■ **Alıştırma yönergesi**
Mehmet Ali Birand'ın engelliliğini konu alan yazıyı son cümlesinden sonrasını yazarak ilerletin.

■ **Seçme metin**
□ □ □
> Engeloji : Birand

Translate

Birand etiketine sahip kayıtlar gösteriliyor. Tüm kayıtları göster
Birand etiketine sahip kayıtlar gösteriliyor. Tüm kayıtları göster

20 Ocak 2013 Pazar

“MEHMET ALİ BİRAND” OLMAK



Geçtiğimiz gün hayatını kaybeden Mehmet Ali Birand’ın engelli olduğunu pek çok kişinin bilmediğini tahmin ediyorum. Hakkında pek dile getirilmeyen, kendisini sadece televizyonlardan tanıyanların bilmediği bir durum engelli olduğu… Ben de çok geç öğrendim. Ayşe Arman geçtiğimiz ay Mehmet Ali Birand’la yaptığı röportajında merak ettiğim bu konuyu onun ağzından yazmış… Ayşe Arman bu konunun hikayesini Can Dündar’ın Mehmet Ali Birand’ın hayatını yazdığı “Birand - Bir Ömür, Ardına Bakmadan” isimli biyografiden okuyor.
□ □ □
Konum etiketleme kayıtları

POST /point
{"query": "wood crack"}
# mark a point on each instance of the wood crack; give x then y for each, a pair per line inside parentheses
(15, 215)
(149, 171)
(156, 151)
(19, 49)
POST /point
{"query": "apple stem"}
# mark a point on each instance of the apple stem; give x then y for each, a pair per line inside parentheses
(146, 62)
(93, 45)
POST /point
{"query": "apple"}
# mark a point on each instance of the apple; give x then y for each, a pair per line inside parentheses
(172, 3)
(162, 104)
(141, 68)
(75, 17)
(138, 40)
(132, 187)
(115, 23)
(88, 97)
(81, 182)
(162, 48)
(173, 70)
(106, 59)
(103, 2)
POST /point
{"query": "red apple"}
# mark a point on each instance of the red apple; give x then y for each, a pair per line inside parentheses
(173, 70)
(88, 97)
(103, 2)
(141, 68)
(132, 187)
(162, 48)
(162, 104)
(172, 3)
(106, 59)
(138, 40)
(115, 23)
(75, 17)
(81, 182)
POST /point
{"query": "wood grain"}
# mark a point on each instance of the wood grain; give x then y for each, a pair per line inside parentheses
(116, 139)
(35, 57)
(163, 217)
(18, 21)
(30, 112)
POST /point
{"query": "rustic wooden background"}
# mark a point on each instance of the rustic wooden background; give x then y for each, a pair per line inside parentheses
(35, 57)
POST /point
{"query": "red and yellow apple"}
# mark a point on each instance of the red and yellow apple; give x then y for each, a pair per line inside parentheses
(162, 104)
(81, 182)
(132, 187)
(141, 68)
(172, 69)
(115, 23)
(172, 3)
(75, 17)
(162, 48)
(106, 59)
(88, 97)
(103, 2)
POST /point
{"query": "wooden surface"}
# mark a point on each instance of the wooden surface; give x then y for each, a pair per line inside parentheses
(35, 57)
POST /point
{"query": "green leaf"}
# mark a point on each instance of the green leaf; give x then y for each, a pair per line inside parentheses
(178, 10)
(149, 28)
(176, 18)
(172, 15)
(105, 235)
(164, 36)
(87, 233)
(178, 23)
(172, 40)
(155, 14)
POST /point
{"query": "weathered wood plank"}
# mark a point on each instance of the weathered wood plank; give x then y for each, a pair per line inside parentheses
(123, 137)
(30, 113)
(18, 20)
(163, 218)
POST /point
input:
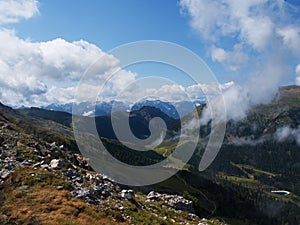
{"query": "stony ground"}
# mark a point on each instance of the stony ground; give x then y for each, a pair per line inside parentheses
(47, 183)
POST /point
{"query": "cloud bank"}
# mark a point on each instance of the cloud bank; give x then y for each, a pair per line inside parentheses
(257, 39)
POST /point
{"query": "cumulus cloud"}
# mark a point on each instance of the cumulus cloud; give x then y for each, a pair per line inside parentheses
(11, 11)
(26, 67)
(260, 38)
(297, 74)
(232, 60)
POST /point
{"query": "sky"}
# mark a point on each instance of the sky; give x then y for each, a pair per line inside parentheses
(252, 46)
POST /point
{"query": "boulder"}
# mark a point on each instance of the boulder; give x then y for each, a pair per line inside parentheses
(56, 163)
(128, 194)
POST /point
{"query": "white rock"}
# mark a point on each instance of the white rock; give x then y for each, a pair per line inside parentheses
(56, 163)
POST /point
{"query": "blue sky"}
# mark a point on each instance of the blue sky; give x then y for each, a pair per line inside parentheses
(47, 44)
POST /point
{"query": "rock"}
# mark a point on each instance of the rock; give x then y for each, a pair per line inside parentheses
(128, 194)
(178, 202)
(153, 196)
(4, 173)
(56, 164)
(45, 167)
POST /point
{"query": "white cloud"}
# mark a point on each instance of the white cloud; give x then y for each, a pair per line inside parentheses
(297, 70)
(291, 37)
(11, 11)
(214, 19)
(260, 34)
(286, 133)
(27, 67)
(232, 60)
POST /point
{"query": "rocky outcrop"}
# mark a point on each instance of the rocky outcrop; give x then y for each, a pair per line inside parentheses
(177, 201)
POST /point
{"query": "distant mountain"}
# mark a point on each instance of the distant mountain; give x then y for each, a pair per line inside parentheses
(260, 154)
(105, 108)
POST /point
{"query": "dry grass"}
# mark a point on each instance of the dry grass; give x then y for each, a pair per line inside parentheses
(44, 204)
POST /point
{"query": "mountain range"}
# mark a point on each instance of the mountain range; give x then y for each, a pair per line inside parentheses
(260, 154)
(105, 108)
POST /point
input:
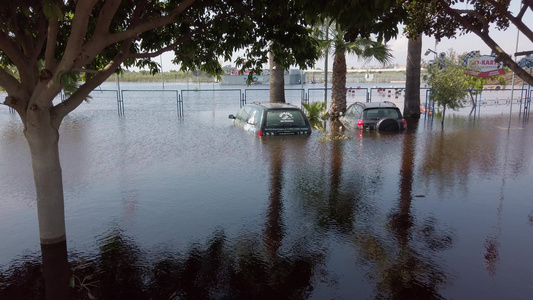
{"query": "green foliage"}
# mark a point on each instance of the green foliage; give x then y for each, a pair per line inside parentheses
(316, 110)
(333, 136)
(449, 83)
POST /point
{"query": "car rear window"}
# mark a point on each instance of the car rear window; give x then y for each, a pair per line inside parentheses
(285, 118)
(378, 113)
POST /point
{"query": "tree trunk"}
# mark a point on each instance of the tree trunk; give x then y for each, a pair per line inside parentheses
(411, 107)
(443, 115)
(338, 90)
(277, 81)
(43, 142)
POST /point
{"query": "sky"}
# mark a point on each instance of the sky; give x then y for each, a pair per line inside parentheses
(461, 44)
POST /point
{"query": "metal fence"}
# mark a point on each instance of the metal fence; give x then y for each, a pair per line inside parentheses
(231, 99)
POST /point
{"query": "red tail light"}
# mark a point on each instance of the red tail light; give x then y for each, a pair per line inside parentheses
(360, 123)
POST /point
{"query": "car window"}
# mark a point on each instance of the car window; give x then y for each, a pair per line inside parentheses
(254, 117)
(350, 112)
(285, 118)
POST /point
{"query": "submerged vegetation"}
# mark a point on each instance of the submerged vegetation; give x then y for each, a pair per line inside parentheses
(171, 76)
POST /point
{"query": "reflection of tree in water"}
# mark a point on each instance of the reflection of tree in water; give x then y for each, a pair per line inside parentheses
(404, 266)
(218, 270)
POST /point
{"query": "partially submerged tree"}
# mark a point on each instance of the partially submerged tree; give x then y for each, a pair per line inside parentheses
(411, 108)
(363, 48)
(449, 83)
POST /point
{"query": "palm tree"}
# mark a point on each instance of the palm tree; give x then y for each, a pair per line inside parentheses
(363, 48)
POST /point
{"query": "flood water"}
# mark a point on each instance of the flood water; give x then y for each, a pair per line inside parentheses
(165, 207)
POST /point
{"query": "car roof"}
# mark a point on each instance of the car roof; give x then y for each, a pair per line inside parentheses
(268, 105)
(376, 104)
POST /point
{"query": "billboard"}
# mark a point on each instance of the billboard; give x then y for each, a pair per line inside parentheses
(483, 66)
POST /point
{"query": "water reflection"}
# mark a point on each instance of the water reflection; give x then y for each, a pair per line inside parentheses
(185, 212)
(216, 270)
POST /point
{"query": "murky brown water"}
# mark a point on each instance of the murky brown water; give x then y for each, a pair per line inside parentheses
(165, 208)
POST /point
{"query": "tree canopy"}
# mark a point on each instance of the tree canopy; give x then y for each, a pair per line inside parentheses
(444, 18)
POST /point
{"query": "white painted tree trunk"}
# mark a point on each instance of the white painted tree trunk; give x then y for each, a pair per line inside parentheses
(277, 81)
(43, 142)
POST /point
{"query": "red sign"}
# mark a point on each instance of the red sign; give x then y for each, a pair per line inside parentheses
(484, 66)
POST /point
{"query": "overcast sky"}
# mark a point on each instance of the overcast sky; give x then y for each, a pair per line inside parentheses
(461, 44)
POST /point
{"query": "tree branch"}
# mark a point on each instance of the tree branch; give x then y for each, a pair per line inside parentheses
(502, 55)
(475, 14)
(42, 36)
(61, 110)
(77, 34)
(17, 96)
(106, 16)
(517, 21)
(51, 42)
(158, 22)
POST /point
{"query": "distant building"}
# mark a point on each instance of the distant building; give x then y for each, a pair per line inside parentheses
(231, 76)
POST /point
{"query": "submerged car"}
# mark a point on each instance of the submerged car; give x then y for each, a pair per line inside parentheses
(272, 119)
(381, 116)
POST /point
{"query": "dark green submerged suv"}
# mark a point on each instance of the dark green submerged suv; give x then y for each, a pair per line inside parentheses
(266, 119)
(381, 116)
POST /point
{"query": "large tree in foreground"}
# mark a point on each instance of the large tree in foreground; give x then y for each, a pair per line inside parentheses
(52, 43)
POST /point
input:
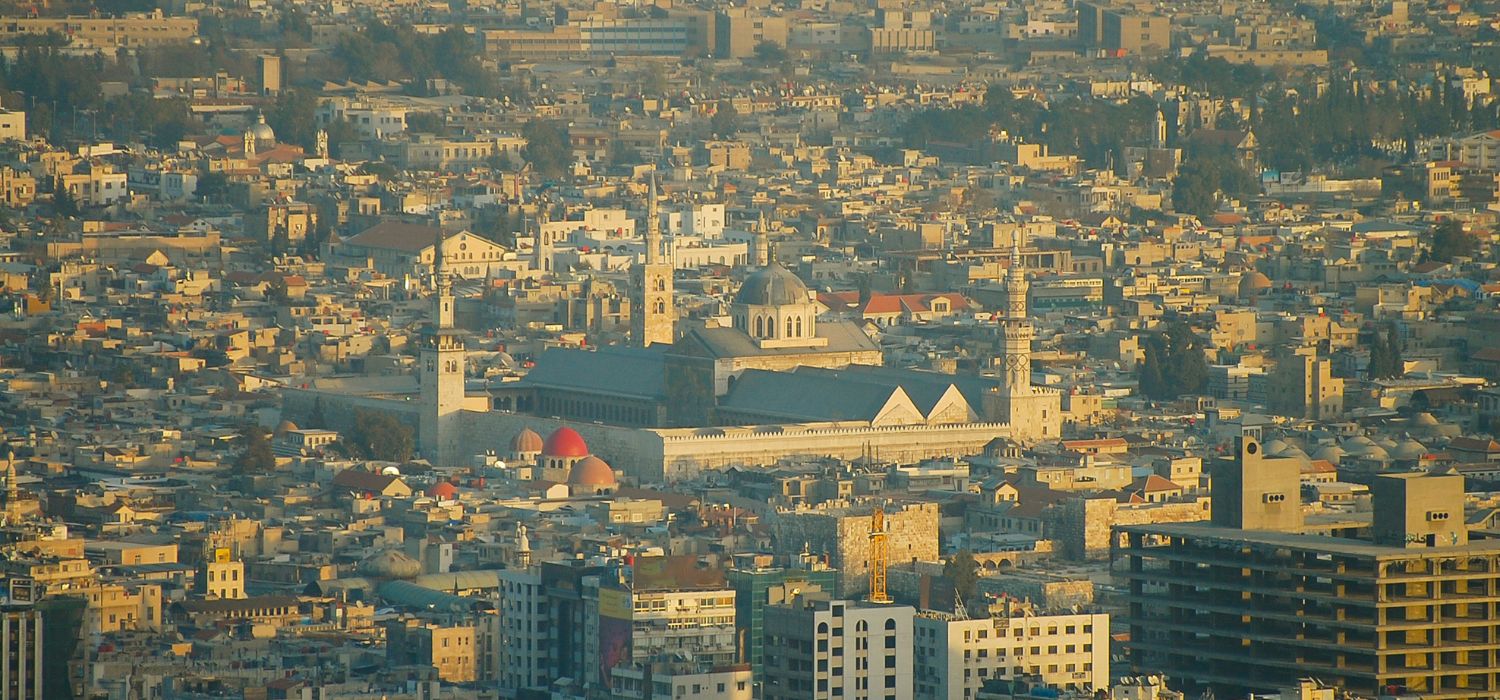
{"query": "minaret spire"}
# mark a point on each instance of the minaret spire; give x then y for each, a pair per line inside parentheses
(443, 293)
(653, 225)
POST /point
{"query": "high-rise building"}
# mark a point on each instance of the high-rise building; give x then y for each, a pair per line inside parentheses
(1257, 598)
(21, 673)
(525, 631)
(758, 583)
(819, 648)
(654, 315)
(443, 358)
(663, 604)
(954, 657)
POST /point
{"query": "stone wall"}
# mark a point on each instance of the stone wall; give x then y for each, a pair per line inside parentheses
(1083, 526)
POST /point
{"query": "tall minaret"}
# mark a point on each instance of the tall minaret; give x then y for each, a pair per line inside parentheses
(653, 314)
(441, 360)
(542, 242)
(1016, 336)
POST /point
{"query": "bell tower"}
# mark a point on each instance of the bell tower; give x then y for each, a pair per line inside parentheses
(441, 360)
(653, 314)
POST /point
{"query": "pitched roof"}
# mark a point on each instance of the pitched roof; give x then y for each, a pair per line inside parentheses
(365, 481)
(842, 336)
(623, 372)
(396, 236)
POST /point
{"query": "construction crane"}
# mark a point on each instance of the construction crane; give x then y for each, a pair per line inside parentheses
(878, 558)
□ □ □
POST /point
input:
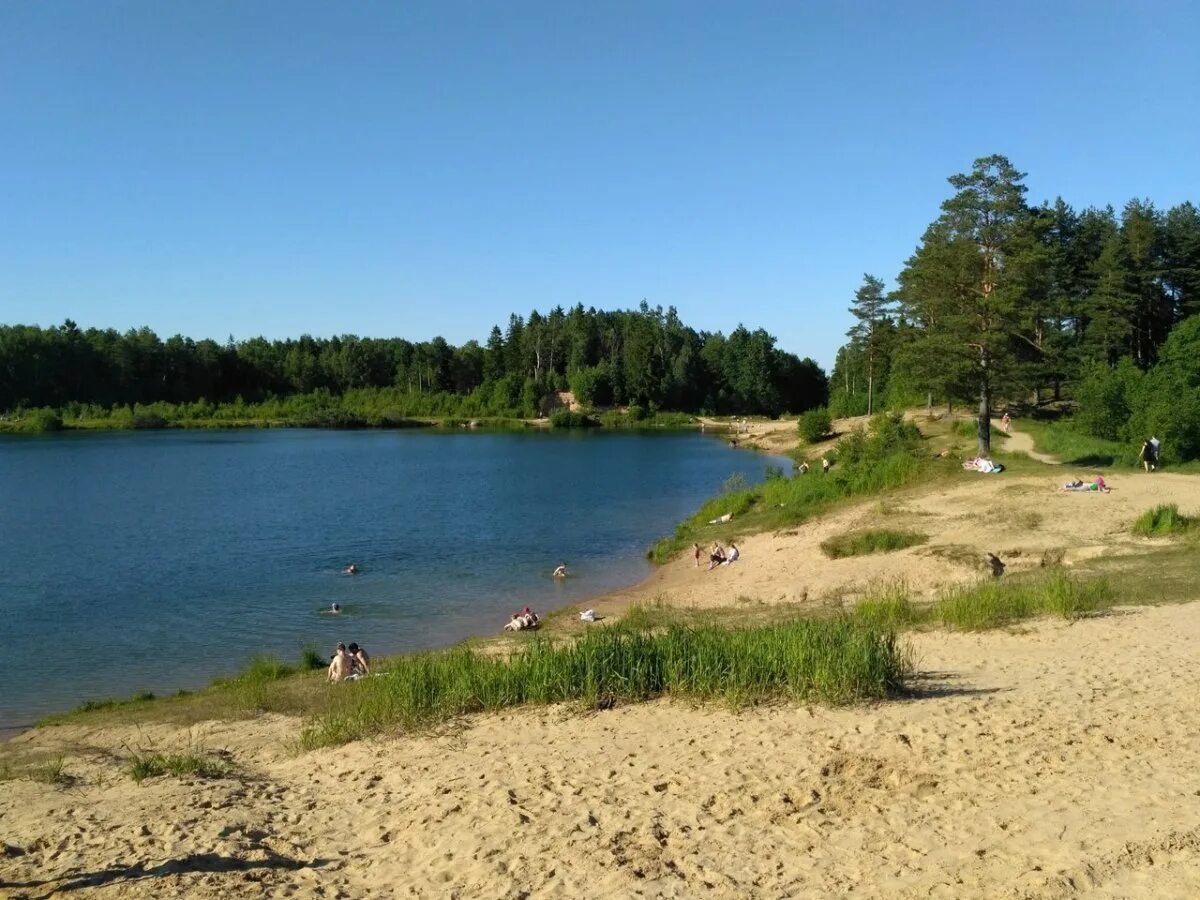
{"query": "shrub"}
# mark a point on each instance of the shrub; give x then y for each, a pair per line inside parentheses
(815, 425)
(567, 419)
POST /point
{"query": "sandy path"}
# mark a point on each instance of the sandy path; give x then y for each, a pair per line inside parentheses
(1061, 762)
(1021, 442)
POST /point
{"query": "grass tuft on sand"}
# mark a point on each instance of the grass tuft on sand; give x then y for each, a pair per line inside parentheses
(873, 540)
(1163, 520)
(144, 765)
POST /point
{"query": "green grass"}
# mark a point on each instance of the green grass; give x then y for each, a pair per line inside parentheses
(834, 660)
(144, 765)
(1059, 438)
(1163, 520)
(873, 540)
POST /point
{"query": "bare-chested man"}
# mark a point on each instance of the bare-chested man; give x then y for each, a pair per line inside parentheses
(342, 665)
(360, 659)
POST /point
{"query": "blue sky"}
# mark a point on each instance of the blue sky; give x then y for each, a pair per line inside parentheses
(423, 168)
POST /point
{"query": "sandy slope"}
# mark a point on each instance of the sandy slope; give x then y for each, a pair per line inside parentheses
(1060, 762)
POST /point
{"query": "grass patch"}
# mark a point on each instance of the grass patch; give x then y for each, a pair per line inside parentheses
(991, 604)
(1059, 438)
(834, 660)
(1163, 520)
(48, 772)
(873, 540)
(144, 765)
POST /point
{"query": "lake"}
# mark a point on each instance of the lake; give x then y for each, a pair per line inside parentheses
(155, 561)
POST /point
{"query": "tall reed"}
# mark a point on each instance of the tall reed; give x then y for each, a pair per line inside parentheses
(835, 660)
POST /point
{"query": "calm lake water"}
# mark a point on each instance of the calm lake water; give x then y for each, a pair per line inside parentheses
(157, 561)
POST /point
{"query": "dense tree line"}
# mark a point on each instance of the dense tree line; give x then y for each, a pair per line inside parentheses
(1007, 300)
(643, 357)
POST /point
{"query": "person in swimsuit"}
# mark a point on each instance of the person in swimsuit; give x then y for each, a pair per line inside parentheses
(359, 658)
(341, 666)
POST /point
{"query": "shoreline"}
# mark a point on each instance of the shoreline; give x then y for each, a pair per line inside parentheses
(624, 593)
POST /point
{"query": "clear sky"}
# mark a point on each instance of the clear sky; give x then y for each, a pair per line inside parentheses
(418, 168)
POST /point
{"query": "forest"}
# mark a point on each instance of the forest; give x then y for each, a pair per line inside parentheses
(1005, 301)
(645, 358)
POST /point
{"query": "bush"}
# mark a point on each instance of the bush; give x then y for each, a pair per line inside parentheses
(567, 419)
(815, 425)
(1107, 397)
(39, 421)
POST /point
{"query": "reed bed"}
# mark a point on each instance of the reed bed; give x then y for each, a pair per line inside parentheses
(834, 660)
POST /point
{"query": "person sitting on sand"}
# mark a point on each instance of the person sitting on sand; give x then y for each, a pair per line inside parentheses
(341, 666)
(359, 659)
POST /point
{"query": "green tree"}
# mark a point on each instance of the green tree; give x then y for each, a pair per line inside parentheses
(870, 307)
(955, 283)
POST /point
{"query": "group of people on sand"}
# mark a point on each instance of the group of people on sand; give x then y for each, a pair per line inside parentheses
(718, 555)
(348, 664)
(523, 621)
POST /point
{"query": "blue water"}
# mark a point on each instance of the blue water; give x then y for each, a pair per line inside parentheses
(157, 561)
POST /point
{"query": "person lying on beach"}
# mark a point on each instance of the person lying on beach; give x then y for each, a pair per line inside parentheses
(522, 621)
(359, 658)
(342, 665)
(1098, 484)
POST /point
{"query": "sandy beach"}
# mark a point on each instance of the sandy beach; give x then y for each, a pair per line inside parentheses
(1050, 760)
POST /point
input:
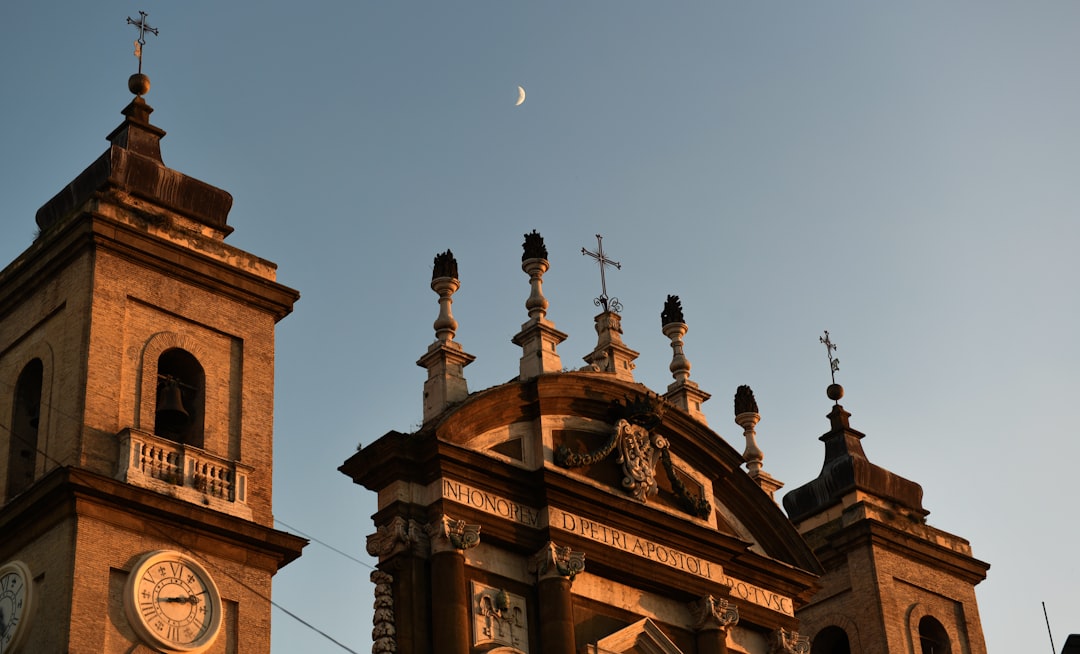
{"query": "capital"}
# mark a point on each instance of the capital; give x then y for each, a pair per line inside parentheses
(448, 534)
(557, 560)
□ □ □
■ **Çözülmüş alıştırma**
Öğreniyoruz ki, Mehmet Ali Birand’ın bacağının sakatlığı iki yaşında küçük bir çocukken olmuş… Pek çok engelli birey gibi bunun bedensel ve ruhsal sıkıntılarını çekmiş… Ayşe Arman “Hayatınızdaki dönüm noktalarından biri bacağınızdaki yara.” O kazanın hikayesini bir de sizden dinleyelim.” diyor. Mehmet Ali Birand bacağının nasıl sakatlandığını şöyle anlatıyor:
“Erenköy’de ahşap bir köşk… Kömür sobası iyice ısıtılmış. Üzerinde bakır bir güğüm içinde fokur fokur su kaynıyor. Annem, suyu leğene alıyor, birazdan soğuk suyla ılıştıracak, daha yapmamış sonra abimle beni yıkayacak. Ben de acayip yaramazım, yürümeyi yeni öğrenmişim, arkadan anneme doğru koşup sırtına atlayıveriyorum. Annem, “Amaaan! demeye kalmadan, sol ayağım kaynar suyun içine dalıyor. Annemin çığlıklarıyla benimki birbirine karışıyor. Üzerimde pazen bir pijama var, zor bela çıkarıyorlar. Pijamayla birlikte, bacak derim sıyrılıyor…”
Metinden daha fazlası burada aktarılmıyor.